WRITTEN EXERCISE. Can you render the lines below as a numbered list, leaving out blank lines and the pictures?

---*---

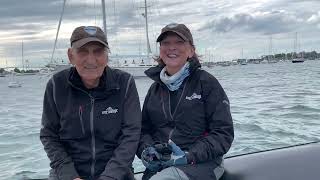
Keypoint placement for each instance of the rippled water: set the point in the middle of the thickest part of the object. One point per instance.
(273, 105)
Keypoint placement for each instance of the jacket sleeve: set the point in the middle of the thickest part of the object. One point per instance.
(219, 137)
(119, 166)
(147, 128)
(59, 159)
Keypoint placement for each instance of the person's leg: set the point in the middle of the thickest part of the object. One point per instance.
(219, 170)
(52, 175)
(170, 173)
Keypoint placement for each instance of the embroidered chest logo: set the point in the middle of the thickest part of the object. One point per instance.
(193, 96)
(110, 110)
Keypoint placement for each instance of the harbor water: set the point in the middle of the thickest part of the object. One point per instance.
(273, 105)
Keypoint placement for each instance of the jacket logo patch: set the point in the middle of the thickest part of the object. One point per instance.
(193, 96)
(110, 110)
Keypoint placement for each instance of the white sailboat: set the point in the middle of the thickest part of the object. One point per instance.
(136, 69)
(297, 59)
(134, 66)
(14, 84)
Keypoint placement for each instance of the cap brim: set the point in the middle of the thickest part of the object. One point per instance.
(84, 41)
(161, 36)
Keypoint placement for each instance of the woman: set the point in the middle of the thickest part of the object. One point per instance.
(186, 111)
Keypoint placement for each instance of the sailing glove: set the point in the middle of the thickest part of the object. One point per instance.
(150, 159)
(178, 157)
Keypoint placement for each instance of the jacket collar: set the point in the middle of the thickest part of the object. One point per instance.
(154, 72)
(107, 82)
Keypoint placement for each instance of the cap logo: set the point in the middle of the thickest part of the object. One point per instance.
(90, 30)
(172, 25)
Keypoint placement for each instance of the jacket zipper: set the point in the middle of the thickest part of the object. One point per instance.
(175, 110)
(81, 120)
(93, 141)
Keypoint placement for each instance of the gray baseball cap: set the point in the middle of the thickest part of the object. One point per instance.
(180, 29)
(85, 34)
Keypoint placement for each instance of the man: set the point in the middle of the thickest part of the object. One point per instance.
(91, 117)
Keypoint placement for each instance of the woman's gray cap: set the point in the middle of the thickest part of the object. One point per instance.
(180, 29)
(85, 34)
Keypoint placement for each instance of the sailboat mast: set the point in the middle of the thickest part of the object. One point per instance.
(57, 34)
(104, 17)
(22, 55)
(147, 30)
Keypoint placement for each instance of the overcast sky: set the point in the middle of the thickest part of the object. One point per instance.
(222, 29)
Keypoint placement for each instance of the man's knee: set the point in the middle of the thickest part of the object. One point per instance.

---*---

THE COMPLETED TASK.
1. Keypoint placement for each instance of the rippled water: set the point in the middle of the thickest part of the object. One point per instance.
2. (273, 105)
3. Keypoint placement for each instance of the jacket sleeve: set the point in the middle of the thickest part of the object. One point per instance.
4. (219, 137)
5. (119, 166)
6. (147, 128)
7. (59, 159)
8. Keypoint placement for each instance of the person's leg: set the point in the middle of the thickest part of the object. One point per instance.
9. (219, 170)
10. (52, 175)
11. (170, 173)
12. Keypoint placement for each instance of the embroidered chest logo: set the point in the middle of the thickest part of the object. One point per instance.
13. (193, 96)
14. (110, 110)
15. Keypoint placement for each instance of the harbor water: set the point in the middle of the thickest part of the object. One point per instance.
16. (273, 105)
17. Keypoint placement for each instance of the jacket logo patch: set the point in the middle of the thickest part of the object. One point per instance.
18. (193, 96)
19. (110, 110)
20. Keypoint placement for each instance of the white sailboat: set the point in the middle of the thickest part of the object. One point per instance.
21. (136, 69)
22. (297, 59)
23. (134, 66)
24. (14, 84)
25. Keypoint placement for each instance of the cap brim: set the point in the middle of the thickest part of the object. One point per instance.
26. (84, 41)
27. (161, 36)
28. Keypoint placement for each instance of the woman: set the point in the middle of the thickest part of the object. One point per instance.
29. (186, 111)
30. Keypoint placement for each instance of the sailing glove: set the point in the middle of the thickest part of the object. One point per instance.
31. (150, 159)
32. (178, 157)
33. Keypoint placement for each instance of the jacket collar: set the point in the middle of the thickest part of the object. One point per instance.
34. (154, 72)
35. (107, 82)
36. Keypoint placement for each instance of the cap logo: set the point in the middle of the thickest part of the object. One point per instance.
37. (90, 30)
38. (172, 25)
39. Keypoint placement for each instance of the jacket zipper: set the point in the middle of the thickest part of the object. One point per instance.
40. (175, 110)
41. (81, 120)
42. (93, 141)
43. Keypoint placement for each instance of the gray baseball cap: set the point in the middle of the thickest part of the object. One point per instance.
44. (180, 29)
45. (85, 34)
46. Keypoint placement for each instance of the man: set the point in the middle of the thickest part of the object. One point per instance.
47. (91, 117)
48. Keypoint placement for each instance of the woman's gray cap: set the point in the middle of the thickest part of the object. One point per instance.
49. (180, 29)
50. (85, 34)
51. Keypoint placement for each instance of the sailboat mast: set the point in the middle of the thickest part of the object. One point per instance.
52. (57, 34)
53. (104, 17)
54. (22, 55)
55. (147, 30)
56. Keypoint placement for each instance of the overcast sky: set the point in the middle of the thickest part of the object. One point per instance.
57. (222, 29)
58. Keypoint placement for each instance of the man's knee: set the point in the middle of the thickest part of the object. One point per instance.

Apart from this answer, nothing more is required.